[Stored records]
===============

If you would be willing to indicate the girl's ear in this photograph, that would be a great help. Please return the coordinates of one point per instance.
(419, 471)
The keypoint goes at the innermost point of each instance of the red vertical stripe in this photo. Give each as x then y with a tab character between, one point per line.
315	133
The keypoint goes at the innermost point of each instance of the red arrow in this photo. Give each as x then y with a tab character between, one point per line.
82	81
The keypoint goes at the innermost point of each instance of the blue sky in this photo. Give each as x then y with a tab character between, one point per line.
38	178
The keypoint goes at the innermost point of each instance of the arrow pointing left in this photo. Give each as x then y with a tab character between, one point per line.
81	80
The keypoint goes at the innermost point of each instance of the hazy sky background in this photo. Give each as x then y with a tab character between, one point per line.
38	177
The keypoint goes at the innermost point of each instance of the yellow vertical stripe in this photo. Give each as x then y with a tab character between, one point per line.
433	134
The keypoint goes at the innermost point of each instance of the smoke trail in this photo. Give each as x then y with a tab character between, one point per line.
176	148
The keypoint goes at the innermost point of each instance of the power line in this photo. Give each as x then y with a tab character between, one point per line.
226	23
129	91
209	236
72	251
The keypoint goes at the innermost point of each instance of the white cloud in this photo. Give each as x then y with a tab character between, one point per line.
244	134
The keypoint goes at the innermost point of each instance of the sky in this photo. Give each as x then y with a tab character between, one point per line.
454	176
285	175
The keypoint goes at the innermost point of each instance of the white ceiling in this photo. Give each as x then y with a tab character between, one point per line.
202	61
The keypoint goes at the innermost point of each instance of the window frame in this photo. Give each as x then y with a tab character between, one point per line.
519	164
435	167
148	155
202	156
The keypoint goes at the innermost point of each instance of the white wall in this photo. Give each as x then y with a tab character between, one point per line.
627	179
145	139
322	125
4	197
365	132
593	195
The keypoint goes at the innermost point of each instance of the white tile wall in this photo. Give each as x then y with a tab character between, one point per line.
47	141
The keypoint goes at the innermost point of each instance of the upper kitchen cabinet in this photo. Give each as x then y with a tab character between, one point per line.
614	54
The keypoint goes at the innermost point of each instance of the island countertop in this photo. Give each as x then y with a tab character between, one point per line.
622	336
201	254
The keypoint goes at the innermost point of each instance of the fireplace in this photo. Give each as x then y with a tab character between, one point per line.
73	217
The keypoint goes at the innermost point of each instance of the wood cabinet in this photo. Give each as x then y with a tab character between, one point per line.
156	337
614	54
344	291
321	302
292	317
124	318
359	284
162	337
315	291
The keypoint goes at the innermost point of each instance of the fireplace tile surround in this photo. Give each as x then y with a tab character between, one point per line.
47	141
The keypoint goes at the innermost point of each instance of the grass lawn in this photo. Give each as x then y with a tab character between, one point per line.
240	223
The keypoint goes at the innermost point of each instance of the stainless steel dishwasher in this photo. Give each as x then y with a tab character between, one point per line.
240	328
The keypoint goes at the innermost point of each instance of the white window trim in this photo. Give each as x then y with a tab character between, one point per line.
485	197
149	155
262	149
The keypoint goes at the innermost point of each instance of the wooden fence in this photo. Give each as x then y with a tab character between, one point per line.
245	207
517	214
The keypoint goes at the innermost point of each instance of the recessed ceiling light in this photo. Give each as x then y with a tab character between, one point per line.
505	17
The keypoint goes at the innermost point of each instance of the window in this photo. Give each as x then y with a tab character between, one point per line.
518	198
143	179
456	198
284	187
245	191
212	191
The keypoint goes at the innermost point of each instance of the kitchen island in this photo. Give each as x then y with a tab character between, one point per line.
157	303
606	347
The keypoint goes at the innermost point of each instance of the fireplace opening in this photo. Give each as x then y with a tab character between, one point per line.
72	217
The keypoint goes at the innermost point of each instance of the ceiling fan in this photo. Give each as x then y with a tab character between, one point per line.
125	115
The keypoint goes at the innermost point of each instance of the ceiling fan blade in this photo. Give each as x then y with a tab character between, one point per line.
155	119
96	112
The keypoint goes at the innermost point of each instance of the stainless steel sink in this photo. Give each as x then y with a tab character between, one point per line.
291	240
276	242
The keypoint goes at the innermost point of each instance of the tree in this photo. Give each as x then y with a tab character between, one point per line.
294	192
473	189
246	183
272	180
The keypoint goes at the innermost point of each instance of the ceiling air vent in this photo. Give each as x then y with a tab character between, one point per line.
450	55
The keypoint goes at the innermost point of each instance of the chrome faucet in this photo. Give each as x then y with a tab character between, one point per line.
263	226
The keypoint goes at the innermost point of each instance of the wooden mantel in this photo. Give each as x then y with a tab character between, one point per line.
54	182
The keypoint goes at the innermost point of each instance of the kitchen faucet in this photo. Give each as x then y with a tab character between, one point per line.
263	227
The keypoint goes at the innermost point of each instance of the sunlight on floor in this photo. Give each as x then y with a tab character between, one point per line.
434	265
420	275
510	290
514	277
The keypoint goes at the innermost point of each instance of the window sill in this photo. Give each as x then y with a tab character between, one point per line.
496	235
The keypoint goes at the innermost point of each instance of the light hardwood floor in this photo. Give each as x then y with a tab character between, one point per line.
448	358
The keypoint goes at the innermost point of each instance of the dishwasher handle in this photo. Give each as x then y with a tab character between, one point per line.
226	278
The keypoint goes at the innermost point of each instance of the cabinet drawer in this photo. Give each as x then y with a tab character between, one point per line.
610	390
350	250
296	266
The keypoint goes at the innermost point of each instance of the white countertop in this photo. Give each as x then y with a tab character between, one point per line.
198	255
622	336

===============

Retype the records above in full, exactly.

If you would be willing to indicate the girl's ear in this photograph, that would be a great help. Please return the coordinates of one point per instance.
(419, 471)
The keypoint goes at the innermost point of each instance of the red vertical stripe in this photo. Give each as x then y with a tab character between, one point per line.
315	133
The keypoint goes at the innermost point of each instance of the red arrow in this photo. Give each as x then y with a tab character between, one point per line.
82	81
The keypoint goes at the innermost point of each instance of the blue sky in this photo. Give each as x then y with a tab character between, one point per line.
38	178
The keypoint goes at the innermost point of each instance of the arrow pointing left in this photo. Give each as x then y with a tab character between, one point per line.
81	80
The keypoint goes at the innermost point of each instance of the hazy sky background in this photo. Give each as x then y with a tab character between, one point per line.
38	177
The keypoint goes at the innermost point of each instance of the yellow vertical stripe in this photo. Give each as x then y with a tab character between, one point per line.
433	134
The keypoint goes at the innermost point of each instance of the smoke trail in this photo. Give each as x then y with a tab character between, one point per line.
176	148
The keypoint goes at the innermost point of each instance of the power line in this photo. Give each as x then y with a tab character between, one point per line.
226	23
129	91
209	236
72	251
The keypoint goes at the innermost point of each instance of the white cloud in this photo. Give each as x then y with a tab character between, one point per line.
244	134
The keypoint goes at the innermost point of each instance of the sky in this photo. Give each as x then y with a tab character between, one point per line.
454	176
285	175
The keypoint goes at the innermost point of each instance of the white ceiling in this photo. Give each as x then y with a tab character between, one point per line.
202	61
The keypoint goes at the innermost point of each instance of the window frame in this photo. Give each as x then y with a tab character between, one point per line.
519	164
435	167
148	155
202	156
The keypoint goes at the innermost point of each instance of the white wall in this photo. Give each as x then y with a tab character between, one point per line.
627	179
145	139
322	125
4	197
365	132
593	195
The keypoint goes at the innermost point of each instance of the white tile wall in this photo. Give each as x then y with a tab character between, one point per line.
47	141
The keypoint goes at the innermost point of each instance of the upper kitchen cabinet in this photo. Give each as x then y with a tab character between, one point per line.
614	54
The keypoint goes at the innermost point of each instance of the island countertop in this photo. Give each as x then y with a tab character between, one point per line.
622	336
201	254
The keypoint goes at the innermost point of each instance of the fireplace in this photo. Give each as x then y with a tab character between, one point per line.
73	217
The keypoint goes at the innermost point of each instance of the wood cabinet in this photo. Give each as x then y with a tab character between, one point per line.
156	337
614	54
344	291
321	302
292	317
124	318
359	284
162	337
315	291
The keypoint goes at the innermost point of each instance of the fireplace tile surround in this photo. Give each as x then y with a tab character between, one point per line.
47	141
The keypoint goes at the innermost point of each instance of the grass lawn in this photo. Give each as x then y with a tab character between, one point per line.
240	223
The keypoint goes at the innermost point of each instance of the stainless steel dishwasher in this photo. Give each as x then y with a tab character between, one point per line.
240	328
The keypoint goes at the innermost point of each instance of the white window trim in this photo. Give each as x then y with a tab character between, one point per line.
485	197
149	155
262	149
The keypoint goes at the innermost point of each instance of the wooden fence in this photo. Give each as x then y with a tab character between, one point per line.
245	207
517	214
The keypoint goes at the innermost point of each instance of the recessed ceiling light in this photo. Give each as x then y with a tab character between, one point per line.
505	17
The keypoint goes at the innermost point of each instance of the window in this photo. Give each as x then y with a tab character between, one point per line.
518	198
143	179
456	198
284	187
245	191
212	191
The keypoint goes at the innermost point of each instance of the kitchen island in this photo. Give each as x then y with a tab character between, one point per line.
157	303
606	347
The keypoint goes at the innermost point of each instance of the fireplace opening in this photo. Give each as x then y with a tab character between, one point per line.
72	217
The keypoint goes at the innermost point of each instance of the ceiling fan in this photo. Give each as x then y with a tab character between, one point per line.
125	115
The keypoint goes at the innermost point of each instance of the ceiling fan blade in this photo. Give each as x then y with a tab character between, one point per line.
155	119
96	112
The keypoint goes at the innermost point of each instance of the stainless steel sink in this photo. Give each as x then y with a tab character between, one point per line.
291	240
276	242
The keypoint goes at the innermost point of each instance of the tree in this photo. Give each as x then y with a tab character between, one point per line.
294	192
473	189
246	183
272	180
The keypoint goes at the innermost point of each instance of the ceiling air vent in this photo. Give each as x then y with a tab character between, one point per line.
450	55
The keypoint goes at the innermost point of each instance of the chrome faucet in this photo. Give each as x then y with a tab character between, one point per line.
263	226
The keypoint goes at the innermost point of each instance of the wooden mantel in this photo. Give each as x then y with a tab character between, one point per line.
54	182
The keypoint goes at the innermost point of each instance of the kitchen faucet in this photo. Give each as x then y with a tab character between, one point per line.
263	227
The keypoint goes at the innermost point of each instance of the sunlight on floor in this photo. Give each as x then y with a tab character between, one point per line.
434	265
420	275
510	290
514	277
The keypoint goes at the innermost point of each instance of the window sill in this photo. Give each as x then y with a tab character between, one point per line.
496	235
The keypoint goes at the innermost point of each instance of the light hardwood floor in this photo. Give each as x then y with a tab character between, one point per line.
448	358
The keypoint goes at the innermost point of each instance of the dishwasher handle in this photo. Give each as x then y with a tab character between, one point per line.
226	278
The keypoint goes at the innermost point of each instance of the cabinet drawer in this photo. Give each as x then y with a tab character between, one point per line.
610	390
350	250
296	266
The keypoint goes at the innermost point of each instance of the white countertop in this photo. Give each as x then y with a tab character between, one point per line.
198	255
622	336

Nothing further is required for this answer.